**Data records**
>>
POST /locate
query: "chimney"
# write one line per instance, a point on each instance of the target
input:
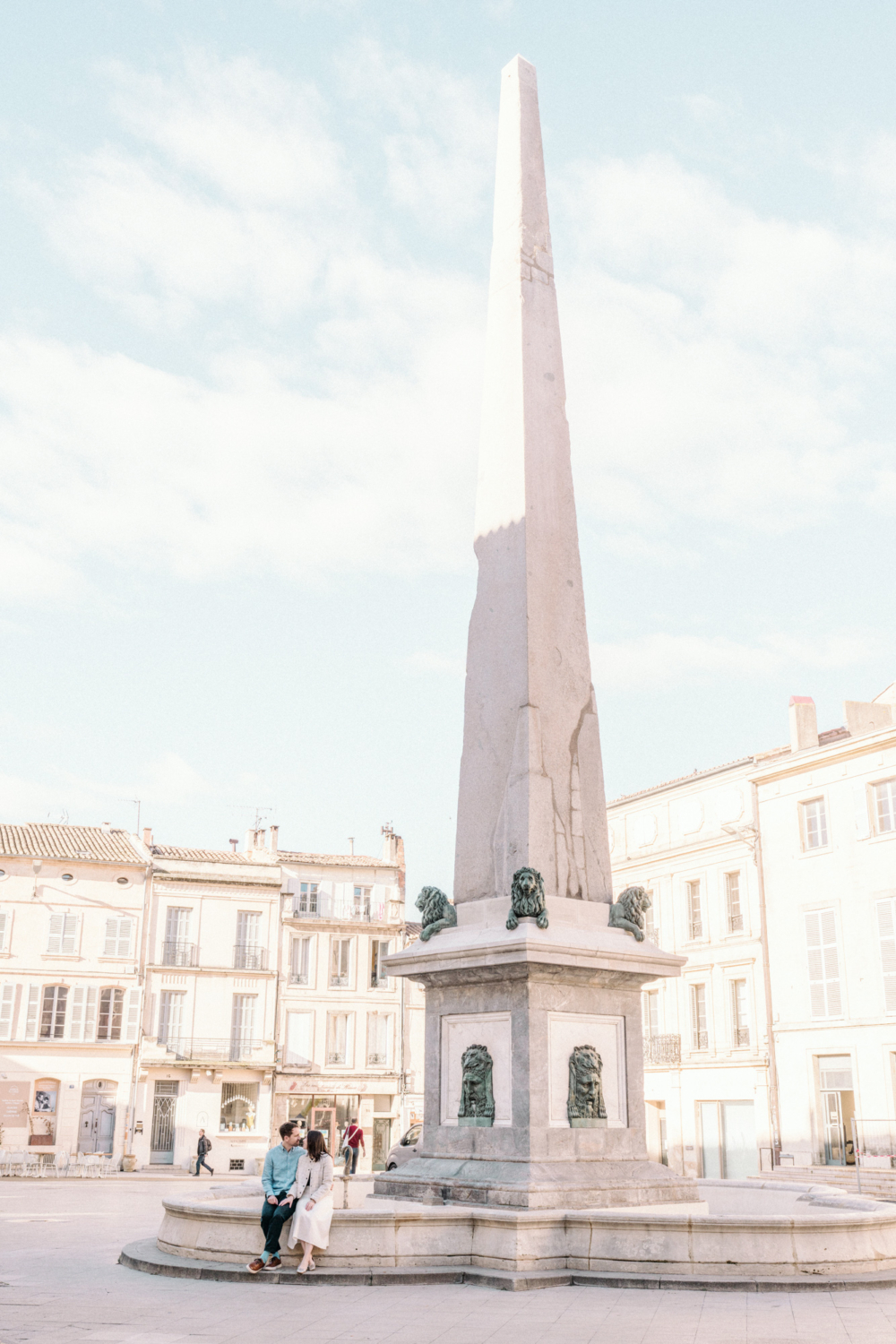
(804, 723)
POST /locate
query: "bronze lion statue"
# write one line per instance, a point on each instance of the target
(527, 898)
(586, 1093)
(627, 911)
(435, 910)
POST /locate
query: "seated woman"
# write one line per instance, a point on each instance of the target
(314, 1195)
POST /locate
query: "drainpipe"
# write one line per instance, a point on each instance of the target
(774, 1104)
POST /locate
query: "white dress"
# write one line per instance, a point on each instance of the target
(314, 1180)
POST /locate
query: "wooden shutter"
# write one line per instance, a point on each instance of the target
(134, 1012)
(32, 1015)
(7, 999)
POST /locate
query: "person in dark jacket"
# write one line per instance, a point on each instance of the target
(203, 1147)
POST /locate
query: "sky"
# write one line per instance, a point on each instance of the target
(244, 263)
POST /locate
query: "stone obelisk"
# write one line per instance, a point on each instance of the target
(530, 777)
(533, 1094)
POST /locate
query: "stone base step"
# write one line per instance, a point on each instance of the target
(147, 1257)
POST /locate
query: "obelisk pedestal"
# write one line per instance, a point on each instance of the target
(530, 796)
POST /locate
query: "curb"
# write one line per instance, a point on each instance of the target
(147, 1258)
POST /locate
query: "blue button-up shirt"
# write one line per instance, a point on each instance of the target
(280, 1168)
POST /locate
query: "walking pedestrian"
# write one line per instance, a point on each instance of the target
(352, 1140)
(279, 1175)
(203, 1148)
(314, 1195)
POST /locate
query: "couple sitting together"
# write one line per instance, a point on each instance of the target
(298, 1185)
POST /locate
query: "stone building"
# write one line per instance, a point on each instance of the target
(351, 1035)
(72, 919)
(777, 876)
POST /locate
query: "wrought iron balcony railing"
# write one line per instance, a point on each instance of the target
(662, 1048)
(247, 956)
(177, 953)
(214, 1047)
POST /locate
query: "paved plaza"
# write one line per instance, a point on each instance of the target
(61, 1242)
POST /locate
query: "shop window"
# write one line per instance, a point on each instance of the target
(238, 1107)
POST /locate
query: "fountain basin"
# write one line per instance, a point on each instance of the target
(737, 1230)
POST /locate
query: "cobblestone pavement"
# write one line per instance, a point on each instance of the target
(59, 1242)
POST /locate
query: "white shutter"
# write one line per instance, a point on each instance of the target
(77, 1019)
(134, 1013)
(56, 930)
(7, 997)
(90, 1016)
(110, 948)
(32, 1015)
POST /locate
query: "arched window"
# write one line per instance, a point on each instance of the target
(53, 1013)
(112, 1003)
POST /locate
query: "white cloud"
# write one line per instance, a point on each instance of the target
(656, 660)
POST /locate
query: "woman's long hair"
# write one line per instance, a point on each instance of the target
(314, 1144)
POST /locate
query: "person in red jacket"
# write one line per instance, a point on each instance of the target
(352, 1140)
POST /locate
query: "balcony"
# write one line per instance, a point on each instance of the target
(179, 953)
(662, 1050)
(250, 957)
(320, 906)
(214, 1047)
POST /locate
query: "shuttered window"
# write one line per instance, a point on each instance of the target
(823, 964)
(64, 935)
(117, 937)
(887, 932)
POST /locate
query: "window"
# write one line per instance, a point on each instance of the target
(238, 1107)
(338, 1038)
(651, 1012)
(699, 1035)
(177, 951)
(300, 959)
(242, 1026)
(300, 1038)
(112, 1003)
(378, 1034)
(814, 824)
(117, 938)
(823, 968)
(53, 1012)
(306, 900)
(340, 953)
(379, 975)
(739, 1018)
(171, 1016)
(732, 900)
(64, 933)
(887, 932)
(884, 806)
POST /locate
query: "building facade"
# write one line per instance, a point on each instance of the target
(72, 924)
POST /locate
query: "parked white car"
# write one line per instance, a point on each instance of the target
(405, 1150)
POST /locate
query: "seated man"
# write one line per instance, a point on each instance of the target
(277, 1177)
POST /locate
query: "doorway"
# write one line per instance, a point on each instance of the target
(837, 1107)
(161, 1142)
(97, 1126)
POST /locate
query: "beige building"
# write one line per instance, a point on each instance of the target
(775, 876)
(72, 906)
(351, 1037)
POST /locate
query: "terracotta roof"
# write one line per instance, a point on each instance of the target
(335, 860)
(166, 851)
(45, 840)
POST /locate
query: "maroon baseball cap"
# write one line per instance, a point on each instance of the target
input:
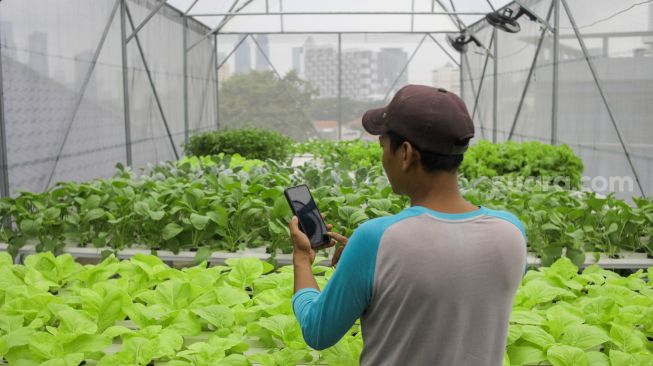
(433, 119)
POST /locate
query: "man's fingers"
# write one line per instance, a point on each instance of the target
(336, 256)
(340, 238)
(294, 226)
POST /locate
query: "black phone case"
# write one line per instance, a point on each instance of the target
(285, 192)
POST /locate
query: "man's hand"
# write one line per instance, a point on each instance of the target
(302, 250)
(340, 239)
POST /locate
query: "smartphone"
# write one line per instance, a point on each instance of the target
(311, 223)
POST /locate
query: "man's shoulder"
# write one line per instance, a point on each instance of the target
(375, 227)
(507, 216)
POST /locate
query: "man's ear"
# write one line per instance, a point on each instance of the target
(408, 155)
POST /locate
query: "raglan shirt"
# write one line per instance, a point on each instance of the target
(430, 288)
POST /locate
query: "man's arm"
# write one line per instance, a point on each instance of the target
(326, 316)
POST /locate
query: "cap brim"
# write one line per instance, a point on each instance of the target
(374, 122)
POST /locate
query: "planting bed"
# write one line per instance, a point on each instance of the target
(54, 311)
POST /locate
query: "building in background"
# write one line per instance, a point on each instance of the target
(83, 62)
(390, 62)
(447, 77)
(261, 62)
(225, 70)
(319, 65)
(243, 58)
(38, 46)
(7, 40)
(359, 73)
(298, 60)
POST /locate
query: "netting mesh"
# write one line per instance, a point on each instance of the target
(64, 107)
(618, 42)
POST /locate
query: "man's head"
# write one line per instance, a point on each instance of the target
(424, 132)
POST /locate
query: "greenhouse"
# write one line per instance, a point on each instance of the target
(150, 150)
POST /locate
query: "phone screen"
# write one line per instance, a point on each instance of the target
(310, 221)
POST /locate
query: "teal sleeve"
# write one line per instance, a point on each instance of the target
(515, 221)
(326, 316)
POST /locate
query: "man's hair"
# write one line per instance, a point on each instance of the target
(431, 162)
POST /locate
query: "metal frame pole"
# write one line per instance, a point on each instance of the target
(332, 13)
(603, 95)
(217, 83)
(281, 14)
(394, 83)
(227, 17)
(461, 78)
(4, 165)
(444, 49)
(480, 84)
(556, 60)
(530, 75)
(78, 102)
(412, 16)
(125, 82)
(495, 91)
(471, 82)
(149, 78)
(276, 72)
(147, 19)
(185, 75)
(242, 39)
(205, 89)
(339, 86)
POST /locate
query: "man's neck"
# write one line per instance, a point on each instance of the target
(440, 193)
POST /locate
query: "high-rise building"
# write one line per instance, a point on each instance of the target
(7, 39)
(261, 62)
(321, 68)
(225, 71)
(359, 73)
(447, 77)
(298, 60)
(82, 65)
(38, 46)
(243, 58)
(390, 62)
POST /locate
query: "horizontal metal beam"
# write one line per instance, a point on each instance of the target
(444, 50)
(338, 32)
(147, 19)
(277, 13)
(190, 7)
(630, 261)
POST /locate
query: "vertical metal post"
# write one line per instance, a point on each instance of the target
(480, 83)
(495, 92)
(412, 16)
(530, 75)
(185, 66)
(556, 60)
(462, 79)
(80, 97)
(281, 16)
(339, 86)
(217, 84)
(4, 166)
(152, 86)
(125, 81)
(604, 97)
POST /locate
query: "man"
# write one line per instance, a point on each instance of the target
(434, 284)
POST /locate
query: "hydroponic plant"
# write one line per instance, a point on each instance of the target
(54, 311)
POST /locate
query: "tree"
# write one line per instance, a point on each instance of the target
(260, 99)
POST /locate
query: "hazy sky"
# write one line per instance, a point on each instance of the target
(592, 16)
(428, 57)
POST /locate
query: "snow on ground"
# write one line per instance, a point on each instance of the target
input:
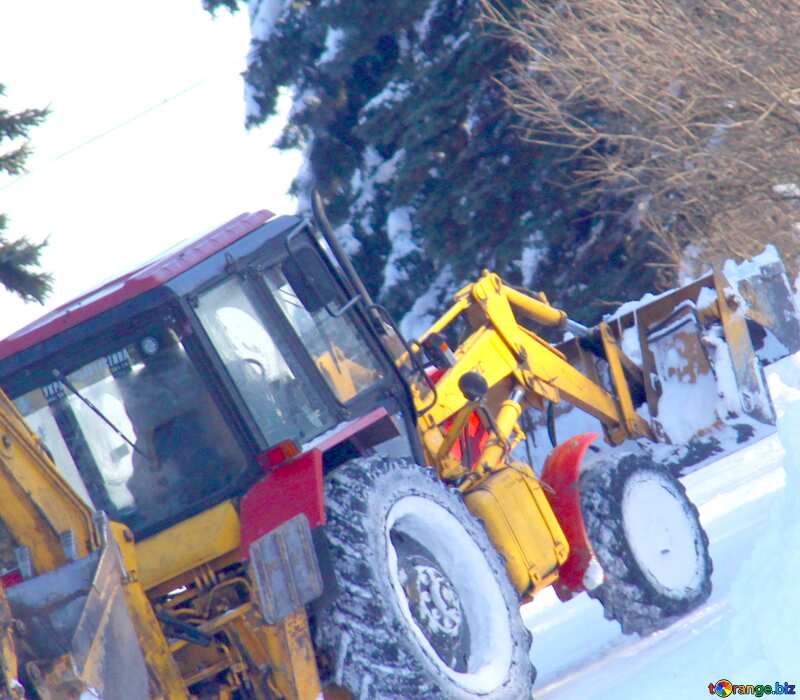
(747, 632)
<<
**Task to carry out**
Report each line of the listing above that contains the string "obelisk", treating uppercase and lowercase as different.

**Response below**
query: "stone obelisk"
query: "obelisk pedestal"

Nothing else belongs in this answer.